TASK DETAILS: Look in the data below for the line that contains "of the blue". Copy that line and the remaining lines exactly.
========
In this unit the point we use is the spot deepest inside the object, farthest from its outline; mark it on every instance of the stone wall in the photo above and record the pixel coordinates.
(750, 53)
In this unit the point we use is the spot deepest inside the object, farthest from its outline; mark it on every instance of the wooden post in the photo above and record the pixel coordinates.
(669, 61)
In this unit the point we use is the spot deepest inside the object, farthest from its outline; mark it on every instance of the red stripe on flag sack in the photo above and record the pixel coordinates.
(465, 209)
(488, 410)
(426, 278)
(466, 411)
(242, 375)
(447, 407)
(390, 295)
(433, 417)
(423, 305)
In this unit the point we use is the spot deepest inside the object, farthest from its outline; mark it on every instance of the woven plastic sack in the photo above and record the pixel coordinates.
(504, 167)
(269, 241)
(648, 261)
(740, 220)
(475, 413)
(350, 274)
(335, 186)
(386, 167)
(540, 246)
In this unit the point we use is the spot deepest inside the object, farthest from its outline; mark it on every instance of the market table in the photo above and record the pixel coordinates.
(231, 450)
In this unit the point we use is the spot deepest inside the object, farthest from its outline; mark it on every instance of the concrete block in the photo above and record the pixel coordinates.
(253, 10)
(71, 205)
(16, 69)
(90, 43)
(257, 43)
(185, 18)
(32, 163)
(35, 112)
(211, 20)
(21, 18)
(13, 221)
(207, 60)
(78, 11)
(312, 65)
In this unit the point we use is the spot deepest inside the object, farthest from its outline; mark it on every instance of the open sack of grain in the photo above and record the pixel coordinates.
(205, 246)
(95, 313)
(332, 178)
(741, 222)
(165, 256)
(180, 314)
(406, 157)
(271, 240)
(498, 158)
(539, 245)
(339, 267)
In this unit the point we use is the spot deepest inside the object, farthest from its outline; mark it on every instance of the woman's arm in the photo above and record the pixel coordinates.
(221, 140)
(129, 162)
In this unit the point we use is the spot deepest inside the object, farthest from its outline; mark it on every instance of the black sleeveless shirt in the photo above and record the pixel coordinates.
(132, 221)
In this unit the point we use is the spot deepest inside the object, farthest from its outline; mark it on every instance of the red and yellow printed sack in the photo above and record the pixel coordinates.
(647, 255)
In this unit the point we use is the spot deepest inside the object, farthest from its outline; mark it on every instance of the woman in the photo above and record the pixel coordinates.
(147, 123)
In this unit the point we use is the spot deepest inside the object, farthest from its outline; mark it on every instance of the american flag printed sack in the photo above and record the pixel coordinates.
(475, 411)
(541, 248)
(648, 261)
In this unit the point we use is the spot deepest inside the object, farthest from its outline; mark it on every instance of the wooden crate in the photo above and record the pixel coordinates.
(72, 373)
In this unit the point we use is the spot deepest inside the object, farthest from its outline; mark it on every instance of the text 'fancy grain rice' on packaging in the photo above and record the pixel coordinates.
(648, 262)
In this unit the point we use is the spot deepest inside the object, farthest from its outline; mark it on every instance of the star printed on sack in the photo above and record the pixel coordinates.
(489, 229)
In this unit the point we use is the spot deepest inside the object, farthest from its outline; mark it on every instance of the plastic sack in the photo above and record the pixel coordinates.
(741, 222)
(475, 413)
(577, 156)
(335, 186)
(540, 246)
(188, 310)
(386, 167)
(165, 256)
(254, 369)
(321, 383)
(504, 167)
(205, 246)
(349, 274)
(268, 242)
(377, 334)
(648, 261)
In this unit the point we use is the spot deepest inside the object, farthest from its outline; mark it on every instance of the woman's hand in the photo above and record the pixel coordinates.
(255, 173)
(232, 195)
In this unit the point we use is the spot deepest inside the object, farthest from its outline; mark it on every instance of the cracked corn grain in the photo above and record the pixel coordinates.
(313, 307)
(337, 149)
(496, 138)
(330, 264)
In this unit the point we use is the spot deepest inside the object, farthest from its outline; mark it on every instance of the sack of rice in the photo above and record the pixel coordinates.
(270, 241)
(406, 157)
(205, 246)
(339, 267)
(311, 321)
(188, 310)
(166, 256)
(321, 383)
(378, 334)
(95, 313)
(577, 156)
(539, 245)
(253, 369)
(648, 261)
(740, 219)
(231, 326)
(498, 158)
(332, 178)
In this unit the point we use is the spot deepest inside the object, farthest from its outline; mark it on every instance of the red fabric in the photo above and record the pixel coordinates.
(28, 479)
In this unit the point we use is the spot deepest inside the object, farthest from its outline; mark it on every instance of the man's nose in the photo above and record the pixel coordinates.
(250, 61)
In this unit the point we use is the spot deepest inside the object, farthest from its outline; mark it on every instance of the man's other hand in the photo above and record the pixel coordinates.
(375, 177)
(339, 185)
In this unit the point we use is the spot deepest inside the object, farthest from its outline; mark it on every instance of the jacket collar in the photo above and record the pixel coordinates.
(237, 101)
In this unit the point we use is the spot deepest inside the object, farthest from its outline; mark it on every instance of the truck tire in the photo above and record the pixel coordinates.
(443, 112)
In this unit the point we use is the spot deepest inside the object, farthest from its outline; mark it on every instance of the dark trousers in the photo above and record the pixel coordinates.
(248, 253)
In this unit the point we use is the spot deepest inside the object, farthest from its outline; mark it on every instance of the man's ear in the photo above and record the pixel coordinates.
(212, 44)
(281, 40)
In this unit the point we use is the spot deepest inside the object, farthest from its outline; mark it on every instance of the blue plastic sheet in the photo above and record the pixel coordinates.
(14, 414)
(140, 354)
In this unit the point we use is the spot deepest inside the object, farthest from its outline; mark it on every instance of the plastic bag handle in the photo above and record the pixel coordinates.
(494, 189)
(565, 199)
========
SOLUTION:
In this unit the point we use is the spot deepest inside the object, farthest from its outline; mark it on every instance of the blue plastic sheet in the photo above and record the pixel coordinates.
(14, 414)
(140, 354)
In this unit the point we use is the spot deepest inside the object, farthest from its outline; mark it on every instance of the plastic bag handle in the photo above and record the pixel coordinates.
(494, 189)
(565, 199)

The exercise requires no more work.